■ **Task directions**:
Look through the material that follows and show every line with the string "grid".

Top of Material for this task

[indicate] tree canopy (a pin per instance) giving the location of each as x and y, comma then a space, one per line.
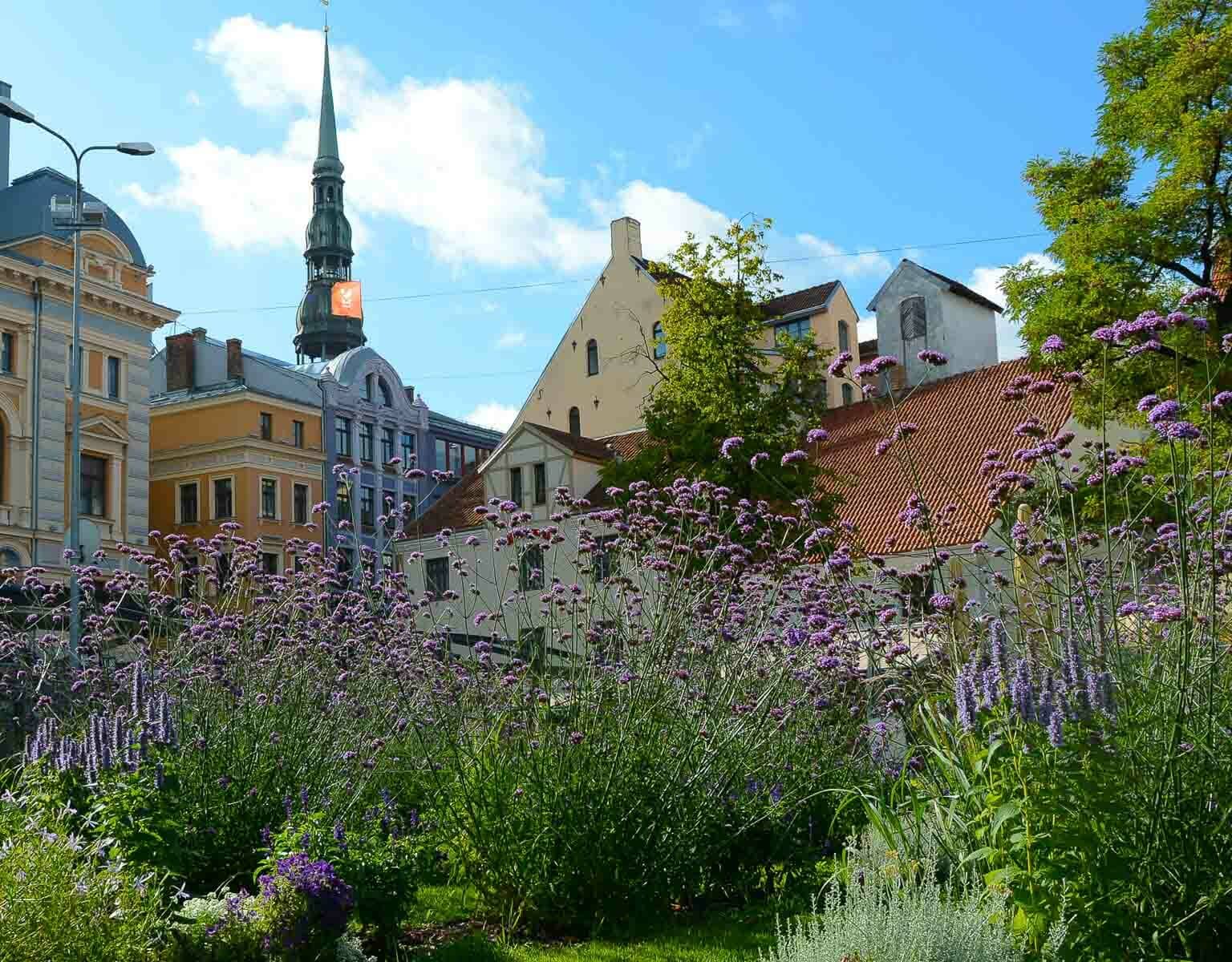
1146, 216
717, 378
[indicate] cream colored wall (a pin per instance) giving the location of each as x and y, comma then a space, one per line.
620, 313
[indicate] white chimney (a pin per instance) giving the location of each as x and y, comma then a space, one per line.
626, 236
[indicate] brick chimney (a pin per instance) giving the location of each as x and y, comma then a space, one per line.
180, 362
626, 238
234, 358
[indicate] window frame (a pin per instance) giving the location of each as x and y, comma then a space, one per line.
342, 440
540, 478
213, 496
196, 503
296, 488
432, 569
101, 486
278, 496
515, 486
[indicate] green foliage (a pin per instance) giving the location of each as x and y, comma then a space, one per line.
1149, 212
894, 908
719, 380
63, 897
383, 870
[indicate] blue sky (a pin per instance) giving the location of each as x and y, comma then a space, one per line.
488, 146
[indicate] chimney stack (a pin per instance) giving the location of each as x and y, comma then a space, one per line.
5, 91
234, 358
180, 362
626, 238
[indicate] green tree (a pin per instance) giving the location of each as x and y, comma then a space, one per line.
1146, 216
719, 378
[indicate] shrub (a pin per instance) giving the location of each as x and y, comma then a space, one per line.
894, 908
67, 897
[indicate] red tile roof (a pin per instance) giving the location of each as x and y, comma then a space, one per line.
958, 419
788, 303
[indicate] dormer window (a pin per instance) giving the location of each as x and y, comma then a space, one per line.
912, 318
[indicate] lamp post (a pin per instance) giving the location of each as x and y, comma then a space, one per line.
75, 220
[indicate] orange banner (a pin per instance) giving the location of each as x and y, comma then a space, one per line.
346, 301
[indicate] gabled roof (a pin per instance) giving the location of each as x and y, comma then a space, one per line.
586, 447
956, 287
958, 419
25, 211
809, 297
455, 509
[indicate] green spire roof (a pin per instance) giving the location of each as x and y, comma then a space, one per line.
326, 140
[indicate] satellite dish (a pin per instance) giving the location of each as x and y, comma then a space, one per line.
90, 539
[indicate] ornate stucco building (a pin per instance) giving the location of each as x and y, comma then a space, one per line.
119, 317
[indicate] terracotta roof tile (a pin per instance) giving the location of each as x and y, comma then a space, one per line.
581, 445
958, 419
799, 300
455, 509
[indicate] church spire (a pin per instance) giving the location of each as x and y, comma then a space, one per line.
326, 139
319, 333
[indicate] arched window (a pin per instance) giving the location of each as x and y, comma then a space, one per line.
912, 318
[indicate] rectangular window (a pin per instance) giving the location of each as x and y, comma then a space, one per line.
269, 498
112, 377
188, 578
530, 569
515, 486
541, 483
797, 330
604, 558
436, 576
342, 436
223, 507
300, 504
188, 504
94, 486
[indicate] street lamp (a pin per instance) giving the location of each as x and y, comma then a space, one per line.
78, 218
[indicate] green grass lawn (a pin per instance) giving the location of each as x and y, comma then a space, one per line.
719, 936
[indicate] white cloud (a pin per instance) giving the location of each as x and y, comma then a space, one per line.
987, 281
853, 264
722, 18
780, 13
494, 415
666, 216
512, 339
685, 153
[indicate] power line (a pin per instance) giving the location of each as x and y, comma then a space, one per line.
503, 289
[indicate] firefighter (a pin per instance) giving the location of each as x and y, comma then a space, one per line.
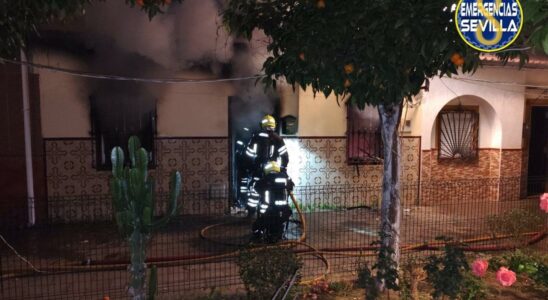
271, 194
263, 147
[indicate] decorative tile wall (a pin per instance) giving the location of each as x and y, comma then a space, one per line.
322, 162
77, 191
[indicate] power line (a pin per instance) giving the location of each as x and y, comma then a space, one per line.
125, 78
501, 82
193, 81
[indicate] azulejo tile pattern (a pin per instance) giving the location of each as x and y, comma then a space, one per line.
77, 191
70, 175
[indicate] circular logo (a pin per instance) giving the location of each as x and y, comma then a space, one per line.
489, 25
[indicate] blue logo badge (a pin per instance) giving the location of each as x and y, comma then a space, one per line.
489, 25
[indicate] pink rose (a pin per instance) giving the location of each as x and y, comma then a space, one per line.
479, 267
506, 277
544, 202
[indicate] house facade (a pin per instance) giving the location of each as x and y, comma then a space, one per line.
489, 126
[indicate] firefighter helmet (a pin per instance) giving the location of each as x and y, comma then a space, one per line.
272, 167
268, 122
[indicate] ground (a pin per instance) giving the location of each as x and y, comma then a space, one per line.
90, 259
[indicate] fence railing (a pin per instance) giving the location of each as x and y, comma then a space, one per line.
77, 252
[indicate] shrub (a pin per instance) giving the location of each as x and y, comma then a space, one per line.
473, 288
534, 267
264, 270
367, 281
447, 272
412, 274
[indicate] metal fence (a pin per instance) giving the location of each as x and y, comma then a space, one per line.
77, 253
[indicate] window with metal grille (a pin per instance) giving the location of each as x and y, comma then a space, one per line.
114, 118
458, 130
363, 137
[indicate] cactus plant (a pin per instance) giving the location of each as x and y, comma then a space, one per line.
133, 205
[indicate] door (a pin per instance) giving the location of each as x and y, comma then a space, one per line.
537, 176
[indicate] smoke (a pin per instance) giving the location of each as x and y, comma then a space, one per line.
188, 36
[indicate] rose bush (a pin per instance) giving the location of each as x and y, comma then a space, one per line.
544, 202
506, 277
479, 267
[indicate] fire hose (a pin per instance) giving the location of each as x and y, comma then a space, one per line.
106, 265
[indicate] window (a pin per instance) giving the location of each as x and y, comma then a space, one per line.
363, 137
458, 133
116, 117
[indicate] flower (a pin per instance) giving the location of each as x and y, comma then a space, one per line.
506, 277
479, 267
544, 202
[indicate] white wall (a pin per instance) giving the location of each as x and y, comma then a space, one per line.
319, 116
187, 110
64, 102
193, 110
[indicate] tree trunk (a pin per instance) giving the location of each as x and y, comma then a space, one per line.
137, 268
390, 206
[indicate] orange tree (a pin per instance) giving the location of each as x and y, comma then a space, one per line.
379, 53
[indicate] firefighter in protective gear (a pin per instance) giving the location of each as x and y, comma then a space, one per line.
263, 147
243, 168
271, 194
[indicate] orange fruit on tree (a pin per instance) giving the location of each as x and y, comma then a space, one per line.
349, 68
347, 83
455, 58
320, 4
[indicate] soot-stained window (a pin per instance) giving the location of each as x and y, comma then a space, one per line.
458, 130
115, 116
363, 137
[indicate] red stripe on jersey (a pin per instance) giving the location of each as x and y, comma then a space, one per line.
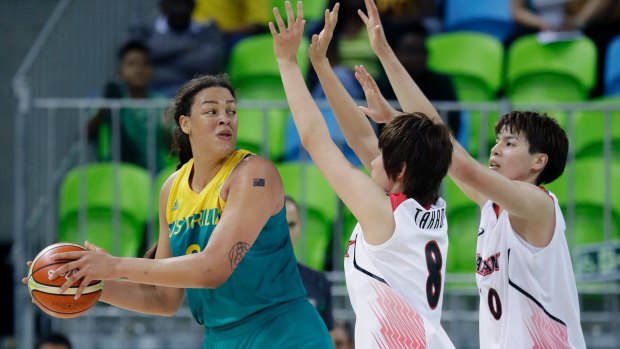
396, 199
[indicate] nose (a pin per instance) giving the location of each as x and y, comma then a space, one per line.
224, 119
495, 149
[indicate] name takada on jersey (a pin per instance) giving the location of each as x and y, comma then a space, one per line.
204, 218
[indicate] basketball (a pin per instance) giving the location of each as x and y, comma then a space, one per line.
46, 293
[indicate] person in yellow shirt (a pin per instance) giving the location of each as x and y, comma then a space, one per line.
236, 18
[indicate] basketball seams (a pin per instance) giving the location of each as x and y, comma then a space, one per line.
45, 293
56, 313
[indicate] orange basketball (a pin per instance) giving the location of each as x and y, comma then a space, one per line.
45, 292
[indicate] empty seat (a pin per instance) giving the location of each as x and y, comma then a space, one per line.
318, 207
112, 199
556, 72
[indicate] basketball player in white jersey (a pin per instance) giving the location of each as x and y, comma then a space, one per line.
528, 296
396, 257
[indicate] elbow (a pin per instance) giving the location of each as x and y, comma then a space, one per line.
213, 280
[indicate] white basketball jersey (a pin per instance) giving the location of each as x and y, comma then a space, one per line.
528, 296
396, 288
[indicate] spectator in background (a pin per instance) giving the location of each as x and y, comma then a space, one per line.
135, 74
181, 48
342, 335
410, 49
318, 288
53, 341
597, 19
236, 18
399, 14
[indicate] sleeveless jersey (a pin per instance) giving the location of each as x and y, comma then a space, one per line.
266, 277
396, 288
528, 298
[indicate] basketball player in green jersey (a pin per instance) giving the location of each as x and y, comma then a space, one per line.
224, 238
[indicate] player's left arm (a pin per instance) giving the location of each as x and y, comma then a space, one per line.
366, 200
532, 211
255, 194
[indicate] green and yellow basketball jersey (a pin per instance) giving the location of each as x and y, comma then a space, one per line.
266, 277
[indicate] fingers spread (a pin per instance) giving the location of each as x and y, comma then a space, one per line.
272, 29
289, 14
279, 20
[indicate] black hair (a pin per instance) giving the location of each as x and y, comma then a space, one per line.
544, 135
181, 104
133, 45
420, 146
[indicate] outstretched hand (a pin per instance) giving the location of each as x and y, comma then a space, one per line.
376, 35
286, 40
320, 42
379, 110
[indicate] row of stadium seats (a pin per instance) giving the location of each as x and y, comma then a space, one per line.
529, 72
105, 188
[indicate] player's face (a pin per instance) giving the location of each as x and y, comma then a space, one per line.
511, 157
294, 223
135, 69
212, 124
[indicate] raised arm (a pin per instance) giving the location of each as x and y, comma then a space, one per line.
407, 91
528, 206
356, 129
365, 199
254, 200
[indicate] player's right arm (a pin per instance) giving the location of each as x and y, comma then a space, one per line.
409, 95
356, 129
148, 299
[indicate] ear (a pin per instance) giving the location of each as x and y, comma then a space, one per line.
185, 123
401, 174
540, 161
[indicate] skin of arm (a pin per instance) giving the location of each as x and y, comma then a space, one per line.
370, 206
357, 131
526, 17
531, 211
229, 243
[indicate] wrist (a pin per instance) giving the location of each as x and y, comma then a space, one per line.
116, 268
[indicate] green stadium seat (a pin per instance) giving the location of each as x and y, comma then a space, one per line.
589, 200
556, 72
463, 222
474, 61
92, 188
255, 74
306, 185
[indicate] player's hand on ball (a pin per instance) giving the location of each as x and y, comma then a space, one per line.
94, 264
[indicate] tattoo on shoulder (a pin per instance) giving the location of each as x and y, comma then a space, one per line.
237, 253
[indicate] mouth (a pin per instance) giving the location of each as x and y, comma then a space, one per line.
225, 135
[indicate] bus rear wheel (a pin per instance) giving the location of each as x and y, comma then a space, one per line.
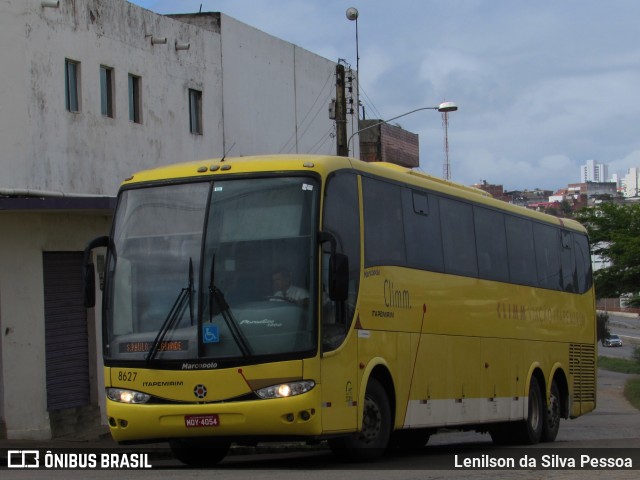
199, 452
529, 431
373, 438
552, 416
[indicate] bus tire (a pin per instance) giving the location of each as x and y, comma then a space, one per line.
529, 431
373, 438
551, 423
199, 452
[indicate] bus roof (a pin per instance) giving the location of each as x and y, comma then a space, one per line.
324, 165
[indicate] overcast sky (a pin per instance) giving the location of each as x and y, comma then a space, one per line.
542, 86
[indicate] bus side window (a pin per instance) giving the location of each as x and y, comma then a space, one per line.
568, 263
341, 218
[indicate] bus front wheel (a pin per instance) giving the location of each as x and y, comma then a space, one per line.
373, 438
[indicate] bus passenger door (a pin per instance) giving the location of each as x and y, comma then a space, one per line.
339, 381
341, 241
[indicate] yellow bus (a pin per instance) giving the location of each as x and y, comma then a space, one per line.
319, 298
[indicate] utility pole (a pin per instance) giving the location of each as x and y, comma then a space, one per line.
341, 113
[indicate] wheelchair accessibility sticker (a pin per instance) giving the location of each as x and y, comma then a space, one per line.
210, 334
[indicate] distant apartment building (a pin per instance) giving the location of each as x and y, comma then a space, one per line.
594, 172
496, 191
631, 183
382, 142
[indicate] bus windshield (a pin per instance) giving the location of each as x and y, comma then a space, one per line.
218, 271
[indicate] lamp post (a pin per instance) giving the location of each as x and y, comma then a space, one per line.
444, 107
352, 14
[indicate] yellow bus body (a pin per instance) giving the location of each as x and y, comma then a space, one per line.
457, 351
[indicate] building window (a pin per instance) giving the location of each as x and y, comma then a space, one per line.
195, 111
135, 100
106, 91
72, 85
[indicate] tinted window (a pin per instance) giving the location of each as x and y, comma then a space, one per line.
547, 241
458, 238
383, 229
568, 263
522, 264
422, 231
583, 261
492, 244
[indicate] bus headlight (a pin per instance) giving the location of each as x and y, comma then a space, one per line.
284, 390
127, 396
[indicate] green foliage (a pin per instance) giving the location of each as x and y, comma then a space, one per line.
614, 231
636, 354
620, 365
632, 392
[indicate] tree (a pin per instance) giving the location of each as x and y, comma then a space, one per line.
614, 232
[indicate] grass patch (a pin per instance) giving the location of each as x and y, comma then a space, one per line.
620, 365
632, 392
623, 365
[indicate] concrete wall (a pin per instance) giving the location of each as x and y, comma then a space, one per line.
25, 236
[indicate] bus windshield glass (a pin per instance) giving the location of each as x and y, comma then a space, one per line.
218, 271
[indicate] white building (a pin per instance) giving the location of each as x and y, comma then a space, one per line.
90, 92
594, 172
631, 182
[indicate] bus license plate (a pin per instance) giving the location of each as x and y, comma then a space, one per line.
195, 421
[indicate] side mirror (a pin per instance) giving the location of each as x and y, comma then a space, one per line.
90, 271
338, 277
89, 286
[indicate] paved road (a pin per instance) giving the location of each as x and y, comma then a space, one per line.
628, 328
615, 424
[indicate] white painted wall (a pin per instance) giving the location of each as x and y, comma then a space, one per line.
24, 237
275, 95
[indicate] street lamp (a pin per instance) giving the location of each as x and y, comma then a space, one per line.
352, 15
444, 107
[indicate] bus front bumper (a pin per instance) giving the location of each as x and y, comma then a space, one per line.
297, 416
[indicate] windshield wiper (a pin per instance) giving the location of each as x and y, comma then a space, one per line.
185, 298
215, 294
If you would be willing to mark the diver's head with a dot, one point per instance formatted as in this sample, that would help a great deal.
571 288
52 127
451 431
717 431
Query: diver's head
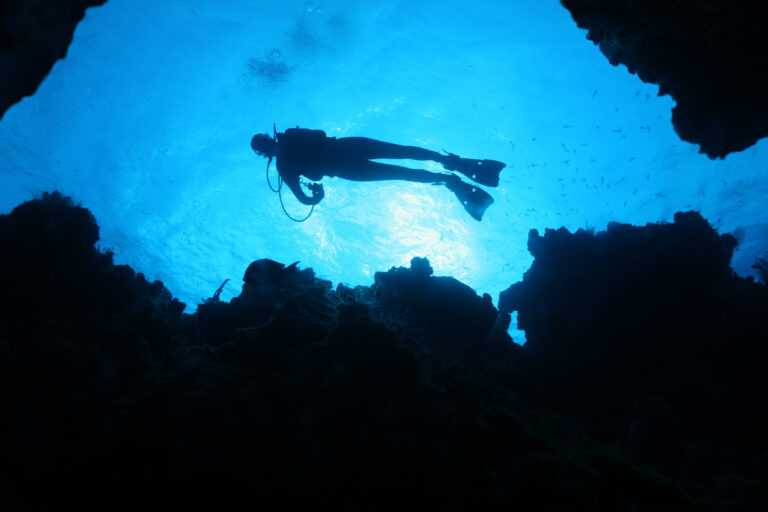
264 145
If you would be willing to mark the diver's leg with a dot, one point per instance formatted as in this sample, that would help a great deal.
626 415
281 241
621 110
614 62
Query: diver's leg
366 170
363 148
485 172
474 200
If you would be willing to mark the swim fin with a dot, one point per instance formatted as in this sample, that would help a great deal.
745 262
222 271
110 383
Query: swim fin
484 172
475 200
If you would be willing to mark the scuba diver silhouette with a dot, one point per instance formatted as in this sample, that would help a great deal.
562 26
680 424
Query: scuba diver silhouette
312 154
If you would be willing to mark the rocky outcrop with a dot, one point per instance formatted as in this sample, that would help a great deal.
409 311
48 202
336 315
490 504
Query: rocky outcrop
647 328
706 54
34 34
409 387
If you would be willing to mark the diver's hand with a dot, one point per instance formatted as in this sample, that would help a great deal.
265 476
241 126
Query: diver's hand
317 191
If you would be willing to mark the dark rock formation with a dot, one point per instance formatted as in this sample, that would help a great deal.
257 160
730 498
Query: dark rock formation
708 55
646 334
34 34
409 388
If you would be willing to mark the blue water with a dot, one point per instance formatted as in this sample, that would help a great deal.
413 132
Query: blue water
147 122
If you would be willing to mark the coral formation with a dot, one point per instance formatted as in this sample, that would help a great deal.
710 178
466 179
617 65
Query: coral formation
34 34
705 54
632 392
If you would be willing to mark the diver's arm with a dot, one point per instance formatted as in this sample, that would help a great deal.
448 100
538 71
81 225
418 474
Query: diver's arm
317 190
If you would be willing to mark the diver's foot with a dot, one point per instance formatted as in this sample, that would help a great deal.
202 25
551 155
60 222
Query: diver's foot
475 200
484 172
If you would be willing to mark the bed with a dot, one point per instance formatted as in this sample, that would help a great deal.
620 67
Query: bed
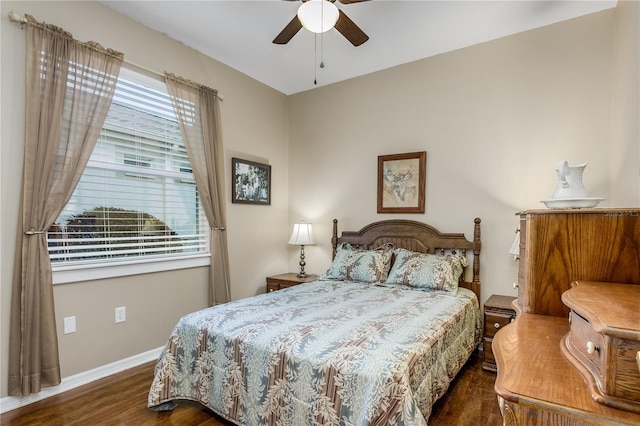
376 340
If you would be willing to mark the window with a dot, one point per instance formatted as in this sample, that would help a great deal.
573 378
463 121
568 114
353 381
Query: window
137 199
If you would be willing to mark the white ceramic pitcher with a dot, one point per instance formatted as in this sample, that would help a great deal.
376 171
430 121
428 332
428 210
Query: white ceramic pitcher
569 181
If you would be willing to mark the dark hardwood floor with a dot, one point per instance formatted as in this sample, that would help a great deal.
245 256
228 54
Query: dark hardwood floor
122 400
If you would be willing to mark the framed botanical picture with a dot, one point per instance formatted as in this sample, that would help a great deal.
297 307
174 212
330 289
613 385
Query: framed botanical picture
251 182
401 182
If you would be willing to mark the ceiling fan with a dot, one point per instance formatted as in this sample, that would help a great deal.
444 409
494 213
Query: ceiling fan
343 24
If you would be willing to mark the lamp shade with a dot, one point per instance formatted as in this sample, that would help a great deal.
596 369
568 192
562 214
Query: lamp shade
318 16
302 235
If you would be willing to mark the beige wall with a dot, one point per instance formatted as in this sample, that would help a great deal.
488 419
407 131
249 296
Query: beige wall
494 119
255 120
625 140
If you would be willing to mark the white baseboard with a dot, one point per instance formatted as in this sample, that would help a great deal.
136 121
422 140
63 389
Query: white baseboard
9 403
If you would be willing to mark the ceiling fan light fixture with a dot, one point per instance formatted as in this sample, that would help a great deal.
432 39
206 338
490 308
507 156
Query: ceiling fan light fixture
318 16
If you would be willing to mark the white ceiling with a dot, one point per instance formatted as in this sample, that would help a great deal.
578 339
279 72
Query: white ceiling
240 33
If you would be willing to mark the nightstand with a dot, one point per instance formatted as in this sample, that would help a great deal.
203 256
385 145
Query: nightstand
498 312
278 282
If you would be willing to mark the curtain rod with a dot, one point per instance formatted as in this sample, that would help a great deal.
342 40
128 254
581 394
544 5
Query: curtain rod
14 17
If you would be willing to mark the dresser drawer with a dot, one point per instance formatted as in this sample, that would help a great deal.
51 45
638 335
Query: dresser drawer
624 380
588 346
494 322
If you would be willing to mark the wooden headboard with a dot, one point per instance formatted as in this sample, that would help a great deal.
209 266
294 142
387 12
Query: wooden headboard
415 236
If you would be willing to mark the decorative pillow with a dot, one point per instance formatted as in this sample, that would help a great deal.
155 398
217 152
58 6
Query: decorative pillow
360 265
427 271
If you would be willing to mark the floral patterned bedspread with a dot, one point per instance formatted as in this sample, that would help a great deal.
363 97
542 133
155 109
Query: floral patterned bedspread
321 353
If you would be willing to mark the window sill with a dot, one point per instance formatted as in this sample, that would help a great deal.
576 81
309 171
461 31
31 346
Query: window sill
80 273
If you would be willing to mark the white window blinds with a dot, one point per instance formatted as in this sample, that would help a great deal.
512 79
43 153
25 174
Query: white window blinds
137 197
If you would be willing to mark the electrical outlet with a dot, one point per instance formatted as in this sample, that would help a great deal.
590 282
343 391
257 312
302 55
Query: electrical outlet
69 325
121 314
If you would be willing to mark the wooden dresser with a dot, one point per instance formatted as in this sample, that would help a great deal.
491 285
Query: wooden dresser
558 247
278 282
536 384
604 340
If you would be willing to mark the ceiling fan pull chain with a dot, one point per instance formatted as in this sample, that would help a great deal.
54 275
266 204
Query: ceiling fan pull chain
315 58
322 50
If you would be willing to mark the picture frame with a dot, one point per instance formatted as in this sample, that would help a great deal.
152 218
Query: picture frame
251 182
402 182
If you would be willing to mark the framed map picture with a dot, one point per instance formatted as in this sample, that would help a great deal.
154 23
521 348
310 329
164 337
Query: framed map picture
401 182
251 182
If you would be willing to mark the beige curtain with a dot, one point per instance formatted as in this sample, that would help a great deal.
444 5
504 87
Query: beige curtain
69 87
198 111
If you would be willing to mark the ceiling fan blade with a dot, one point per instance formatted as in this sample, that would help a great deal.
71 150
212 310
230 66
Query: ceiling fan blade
288 32
350 30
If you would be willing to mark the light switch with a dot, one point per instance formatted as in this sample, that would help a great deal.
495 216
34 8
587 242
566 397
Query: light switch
69 325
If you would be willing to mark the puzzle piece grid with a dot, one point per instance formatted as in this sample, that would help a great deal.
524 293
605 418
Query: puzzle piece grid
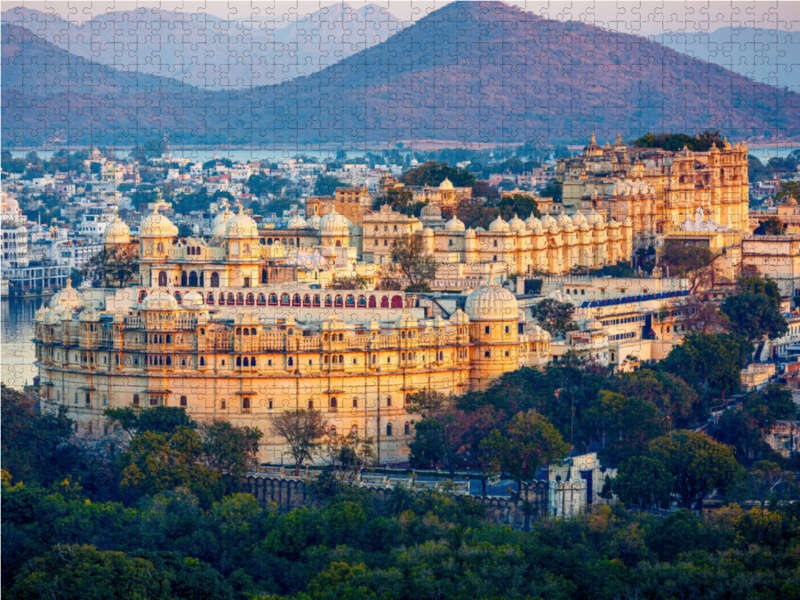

Bottom of Material for this task

■ **Solution to the exercise**:
If you would be willing to mark the puzzle piece grid with a dot, one point per instance formatted as in this sample, that would help a great deal.
Query: puzzle piece grid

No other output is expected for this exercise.